===== RECORD EXCERPTS

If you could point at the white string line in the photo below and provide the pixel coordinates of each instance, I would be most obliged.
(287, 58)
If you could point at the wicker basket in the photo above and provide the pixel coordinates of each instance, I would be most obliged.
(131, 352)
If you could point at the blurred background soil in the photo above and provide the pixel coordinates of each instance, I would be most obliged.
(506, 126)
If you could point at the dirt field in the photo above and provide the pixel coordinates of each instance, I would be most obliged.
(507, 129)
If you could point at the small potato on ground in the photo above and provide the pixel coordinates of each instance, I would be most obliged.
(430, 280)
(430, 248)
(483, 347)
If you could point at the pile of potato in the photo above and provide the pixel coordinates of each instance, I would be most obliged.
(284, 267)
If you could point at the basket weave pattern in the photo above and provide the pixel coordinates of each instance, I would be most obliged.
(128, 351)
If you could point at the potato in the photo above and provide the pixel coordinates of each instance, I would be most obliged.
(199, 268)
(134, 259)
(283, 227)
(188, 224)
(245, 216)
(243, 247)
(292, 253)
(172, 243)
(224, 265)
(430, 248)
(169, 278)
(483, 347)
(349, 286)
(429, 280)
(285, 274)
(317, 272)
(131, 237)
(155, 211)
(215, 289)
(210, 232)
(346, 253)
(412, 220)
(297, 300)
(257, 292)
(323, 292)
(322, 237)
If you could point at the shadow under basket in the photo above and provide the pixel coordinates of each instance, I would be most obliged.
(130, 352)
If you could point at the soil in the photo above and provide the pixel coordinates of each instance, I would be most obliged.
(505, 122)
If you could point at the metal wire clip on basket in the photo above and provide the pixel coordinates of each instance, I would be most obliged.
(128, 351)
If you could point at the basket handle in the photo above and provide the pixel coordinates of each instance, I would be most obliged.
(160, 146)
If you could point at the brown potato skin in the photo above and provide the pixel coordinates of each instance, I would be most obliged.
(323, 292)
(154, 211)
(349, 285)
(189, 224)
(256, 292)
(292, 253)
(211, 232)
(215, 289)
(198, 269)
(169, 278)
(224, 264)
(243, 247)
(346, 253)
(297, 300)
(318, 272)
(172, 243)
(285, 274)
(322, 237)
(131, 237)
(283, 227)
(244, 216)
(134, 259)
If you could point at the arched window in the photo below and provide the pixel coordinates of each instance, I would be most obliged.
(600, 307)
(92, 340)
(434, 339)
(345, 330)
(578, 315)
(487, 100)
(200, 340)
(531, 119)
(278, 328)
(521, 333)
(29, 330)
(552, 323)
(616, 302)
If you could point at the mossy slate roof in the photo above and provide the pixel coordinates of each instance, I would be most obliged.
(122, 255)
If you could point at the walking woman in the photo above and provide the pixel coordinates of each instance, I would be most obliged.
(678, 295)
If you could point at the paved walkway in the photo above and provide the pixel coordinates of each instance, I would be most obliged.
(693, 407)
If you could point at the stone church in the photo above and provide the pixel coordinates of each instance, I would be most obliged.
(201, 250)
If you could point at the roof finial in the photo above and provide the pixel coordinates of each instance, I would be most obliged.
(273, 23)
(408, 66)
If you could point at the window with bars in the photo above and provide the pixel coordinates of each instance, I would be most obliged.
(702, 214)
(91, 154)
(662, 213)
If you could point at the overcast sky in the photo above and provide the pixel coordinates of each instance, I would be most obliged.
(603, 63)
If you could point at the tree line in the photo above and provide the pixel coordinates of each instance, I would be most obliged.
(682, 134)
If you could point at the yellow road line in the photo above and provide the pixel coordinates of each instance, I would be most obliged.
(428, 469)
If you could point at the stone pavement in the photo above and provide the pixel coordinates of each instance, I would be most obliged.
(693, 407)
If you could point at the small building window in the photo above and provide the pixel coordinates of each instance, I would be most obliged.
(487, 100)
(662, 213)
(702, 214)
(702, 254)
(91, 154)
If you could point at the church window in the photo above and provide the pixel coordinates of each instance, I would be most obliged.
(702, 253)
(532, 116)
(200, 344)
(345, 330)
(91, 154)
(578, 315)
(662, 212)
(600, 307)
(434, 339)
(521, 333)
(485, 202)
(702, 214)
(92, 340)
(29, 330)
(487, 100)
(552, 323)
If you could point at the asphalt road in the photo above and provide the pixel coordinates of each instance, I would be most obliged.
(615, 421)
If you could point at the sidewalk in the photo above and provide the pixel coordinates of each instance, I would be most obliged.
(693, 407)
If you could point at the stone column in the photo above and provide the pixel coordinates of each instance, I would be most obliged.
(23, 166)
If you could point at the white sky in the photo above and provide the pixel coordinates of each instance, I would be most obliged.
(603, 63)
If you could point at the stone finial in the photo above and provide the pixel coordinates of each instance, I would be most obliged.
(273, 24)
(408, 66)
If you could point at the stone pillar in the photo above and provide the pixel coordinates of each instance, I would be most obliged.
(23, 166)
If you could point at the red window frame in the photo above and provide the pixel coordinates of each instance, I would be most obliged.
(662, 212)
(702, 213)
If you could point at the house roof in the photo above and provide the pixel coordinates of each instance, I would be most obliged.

==========

*GIVEN TASK*: Extract the full set of entries word for word.

*CORRECT RESPONSE*:
If you could point at the white string line in the photo below and provide the pixel coordinates of each instance, I would be most obliged.
(287, 58)
If you could point at the wicker basket in the photo above and provide the pixel coordinates of each instance, I would be most obliged.
(131, 352)
If you could point at the blurred background soil in the photo above and provide the pixel coordinates of each instance, I would be most obliged.
(506, 126)
If you could point at the dirt field in the photo above and provide the pixel coordinates of each instance, I would be most obliged.
(507, 129)
If you could point at the small potato on ground in the photo above and provide the pixel coordinates of each instance, I would be most obliged.
(430, 280)
(430, 248)
(483, 347)
If you could point at the pile of potato in the photo above and provide the pixel coordinates of each instance, I would be most obliged.
(284, 267)
If you could point at the basket weave pattern in the photo above and provide the pixel coordinates of each instance, I would be most obliged.
(128, 351)
If you could point at the potato in the photo above and provide the pixel coordinates of each instance, I would be most obliged.
(199, 268)
(134, 259)
(283, 227)
(188, 224)
(245, 216)
(243, 247)
(292, 253)
(172, 243)
(224, 265)
(430, 248)
(169, 278)
(483, 347)
(349, 286)
(429, 280)
(285, 274)
(317, 272)
(131, 237)
(155, 211)
(215, 289)
(210, 232)
(346, 253)
(412, 220)
(297, 300)
(257, 292)
(323, 292)
(322, 237)
If you could point at the shadow under basket in the photo above and provide the pixel coordinates of each instance, I would be most obliged.
(130, 352)
If you could point at the soil in the photo above and provide the pixel coordinates of each instance, I would be most obliged.
(505, 122)
If you could point at the metal wire clip on basket in the photo above and provide the pixel coordinates of each instance, I would be most obliged.
(128, 351)
If you could point at the basket handle in the photo above and provide the pixel coordinates of each instance, I would be most obliged.
(160, 146)
If you could point at the brown potato skin in the photo above and provide the pixel coordinates of each instance, I would be most obliged.
(323, 292)
(154, 211)
(349, 285)
(189, 224)
(256, 292)
(292, 253)
(211, 232)
(215, 289)
(198, 269)
(169, 278)
(224, 264)
(243, 247)
(346, 253)
(297, 300)
(318, 272)
(172, 243)
(285, 274)
(322, 237)
(131, 237)
(283, 227)
(244, 216)
(134, 259)
If you could point at the arched window in the photo below and provide the pixel coordinates of each instance, I would be most obliged.
(600, 307)
(92, 340)
(434, 339)
(345, 330)
(578, 315)
(487, 100)
(200, 340)
(531, 119)
(278, 328)
(521, 333)
(29, 330)
(552, 323)
(616, 302)
If you could point at the mossy slate roof in the photo above and provide the pixel coordinates of each instance, I would be most obliged.
(122, 255)
If you could point at the walking woman in the photo above and provide the pixel coordinates of each instance, I would be most obliged.
(678, 295)
If you could point at the paved walkway in the photo above and provide the pixel coordinates of each instance, I would be most obliged.
(693, 407)
If you could point at the stone church in the photo above and provide the pixel coordinates of each instance, I would be most obliged.
(201, 250)
If you could point at the roof finial in the photo above and provide the pixel coordinates of each instance, I would be most obliged.
(273, 23)
(408, 66)
If you could point at the window with bars in the photo above and provide the pixel coordinates of each instance, I would be most obliged.
(702, 214)
(91, 154)
(662, 213)
If you could point at the overcast sky in the photo above and provide the pixel coordinates of each instance, I would be most obliged.
(603, 63)
If you could point at the tree line in the photo above and provide the pixel coordinates of each instance, I would be most obliged.
(682, 134)
If you could point at the yellow road line in the photo above and provide the pixel coordinates of each instance, I would be most obliged.
(428, 469)
If you could point at the stone pavement in the photo above and provide the pixel coordinates of each instance, I would be most obliged.
(693, 407)
If you could point at the small building window in the photo above and provide the pixel coordinates of each instance, I would be most obliged.
(487, 100)
(662, 213)
(702, 214)
(702, 254)
(91, 154)
If you could point at the church window in the photo above and provide the pixel coordinates of each instance, I would be most obliged.
(702, 253)
(532, 116)
(200, 344)
(345, 330)
(91, 154)
(578, 315)
(662, 212)
(600, 307)
(434, 339)
(521, 333)
(485, 202)
(702, 214)
(92, 340)
(29, 330)
(487, 100)
(552, 323)
If you could point at the asphalt road in the photo above and provide the pixel coordinates of each instance, I would be most obliged.
(615, 421)
If you could point at the sidewalk in the photo above and provide the pixel coordinates of each instance, I would be most obliged.
(693, 407)
If you could point at the stone column in the photo above and provide the pixel coordinates of each instance, I would be most obliged.
(23, 166)
If you could point at the white sky in the photo above and provide the pixel coordinates of each instance, I would be most obliged.
(603, 63)
If you could point at the stone finial in the photo above and provide the pixel coordinates of each instance, I would be most obliged.
(273, 24)
(408, 66)
If you could point at the stone pillar in the photo above and provide the pixel coordinates of each instance, I would be most obliged.
(23, 166)
If you could point at the red window frame in the photo above and provide the pixel coordinates of each instance, I would be most obliged.
(662, 212)
(702, 213)
If you could point at the house roof in the photo above and provide the pixel coordinates of each instance, I would be most obliged.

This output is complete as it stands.